What is needed: Transcribe every one of the records below word for word, keeping each line unchanged.

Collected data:

>>>

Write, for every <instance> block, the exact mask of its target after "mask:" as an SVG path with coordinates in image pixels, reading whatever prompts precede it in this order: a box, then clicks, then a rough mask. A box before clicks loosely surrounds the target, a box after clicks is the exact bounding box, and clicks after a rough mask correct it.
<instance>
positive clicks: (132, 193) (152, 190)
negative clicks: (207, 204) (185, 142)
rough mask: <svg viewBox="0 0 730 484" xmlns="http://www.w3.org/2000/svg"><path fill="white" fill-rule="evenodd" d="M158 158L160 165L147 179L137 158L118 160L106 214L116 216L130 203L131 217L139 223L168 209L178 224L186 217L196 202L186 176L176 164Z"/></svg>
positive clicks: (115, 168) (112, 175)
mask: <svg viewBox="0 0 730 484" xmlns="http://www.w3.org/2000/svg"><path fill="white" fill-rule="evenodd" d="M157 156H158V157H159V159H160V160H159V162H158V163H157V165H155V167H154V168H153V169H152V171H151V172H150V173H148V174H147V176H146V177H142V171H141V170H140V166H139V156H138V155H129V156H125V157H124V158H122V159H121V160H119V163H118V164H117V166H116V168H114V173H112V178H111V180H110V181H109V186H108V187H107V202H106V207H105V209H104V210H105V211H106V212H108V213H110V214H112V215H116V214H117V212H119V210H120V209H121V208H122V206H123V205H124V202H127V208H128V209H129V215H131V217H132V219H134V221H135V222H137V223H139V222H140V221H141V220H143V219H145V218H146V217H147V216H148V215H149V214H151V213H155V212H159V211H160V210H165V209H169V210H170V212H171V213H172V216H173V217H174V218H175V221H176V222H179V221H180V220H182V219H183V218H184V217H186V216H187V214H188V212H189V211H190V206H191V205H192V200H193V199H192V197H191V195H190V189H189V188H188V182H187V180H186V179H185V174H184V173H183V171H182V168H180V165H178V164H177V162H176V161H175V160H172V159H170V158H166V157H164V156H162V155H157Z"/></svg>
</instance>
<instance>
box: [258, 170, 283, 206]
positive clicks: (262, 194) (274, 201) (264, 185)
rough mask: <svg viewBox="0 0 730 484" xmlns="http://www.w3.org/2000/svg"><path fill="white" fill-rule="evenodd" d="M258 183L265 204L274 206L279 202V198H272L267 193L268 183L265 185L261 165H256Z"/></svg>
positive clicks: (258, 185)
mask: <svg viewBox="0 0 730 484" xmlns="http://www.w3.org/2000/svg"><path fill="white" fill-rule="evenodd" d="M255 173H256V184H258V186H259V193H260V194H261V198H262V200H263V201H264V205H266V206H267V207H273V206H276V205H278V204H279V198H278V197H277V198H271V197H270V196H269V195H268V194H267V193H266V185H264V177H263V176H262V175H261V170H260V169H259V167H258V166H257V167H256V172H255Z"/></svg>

<<<

Answer box:
Write, for every <instance> block, the exact mask of its target after "mask:" as an SVG path with coordinates in image pixels, reading whatever prompts precede it in this order: a box, then clicks, then a rough mask. A box before clicks loosely surrounds the target, a box after clicks is the exact bounding box, and clicks after a rough mask correct it.
<instance>
positive clicks: (132, 193) (152, 190)
negative clicks: (207, 204) (185, 142)
rough mask: <svg viewBox="0 0 730 484" xmlns="http://www.w3.org/2000/svg"><path fill="white" fill-rule="evenodd" d="M158 158L160 165L147 179L137 158L118 160L106 214L116 216L130 203L131 217L139 223L168 209L178 224L186 217L196 202L186 176L176 164Z"/></svg>
positive clicks: (115, 168) (112, 175)
mask: <svg viewBox="0 0 730 484" xmlns="http://www.w3.org/2000/svg"><path fill="white" fill-rule="evenodd" d="M157 156H158V157H159V159H160V160H159V162H158V163H157V165H155V167H154V168H153V169H152V171H151V172H150V173H148V174H147V176H146V177H142V171H141V170H140V166H139V156H138V155H129V156H125V157H124V158H122V159H121V160H119V163H118V164H117V166H116V168H114V173H112V178H111V180H110V181H109V186H108V187H107V202H106V207H105V209H104V210H105V211H106V212H108V213H110V214H112V215H116V214H117V212H119V210H120V209H121V208H122V206H123V205H124V202H127V208H128V209H129V215H131V217H132V219H134V221H135V222H137V223H139V222H140V221H141V220H143V219H145V218H146V217H147V216H148V215H149V214H151V213H155V212H159V211H160V210H165V209H169V210H170V212H171V213H172V216H173V217H174V218H175V221H176V222H179V221H180V220H182V219H183V218H184V217H186V216H187V214H188V212H189V211H190V206H191V205H192V200H193V199H192V197H191V195H190V189H189V188H188V182H187V180H186V179H185V174H184V173H183V171H182V168H180V165H178V164H177V162H176V161H175V160H172V159H170V158H166V157H164V156H162V155H157Z"/></svg>
</instance>
<instance>
box: [258, 170, 283, 206]
positive clicks: (262, 194) (274, 201) (264, 185)
rough mask: <svg viewBox="0 0 730 484" xmlns="http://www.w3.org/2000/svg"><path fill="white" fill-rule="evenodd" d="M258 183L265 204L274 206L279 202V198H272L267 193L268 183L265 185L261 165H256Z"/></svg>
positive clicks: (258, 185)
mask: <svg viewBox="0 0 730 484" xmlns="http://www.w3.org/2000/svg"><path fill="white" fill-rule="evenodd" d="M255 173H256V184H258V186H259V193H260V194H261V198H262V200H263V201H264V205H266V206H267V207H273V206H276V205H278V204H279V198H278V197H277V198H271V197H270V196H269V195H268V194H267V193H266V185H264V177H263V176H262V175H261V170H260V169H259V167H258V166H257V167H256V172H255Z"/></svg>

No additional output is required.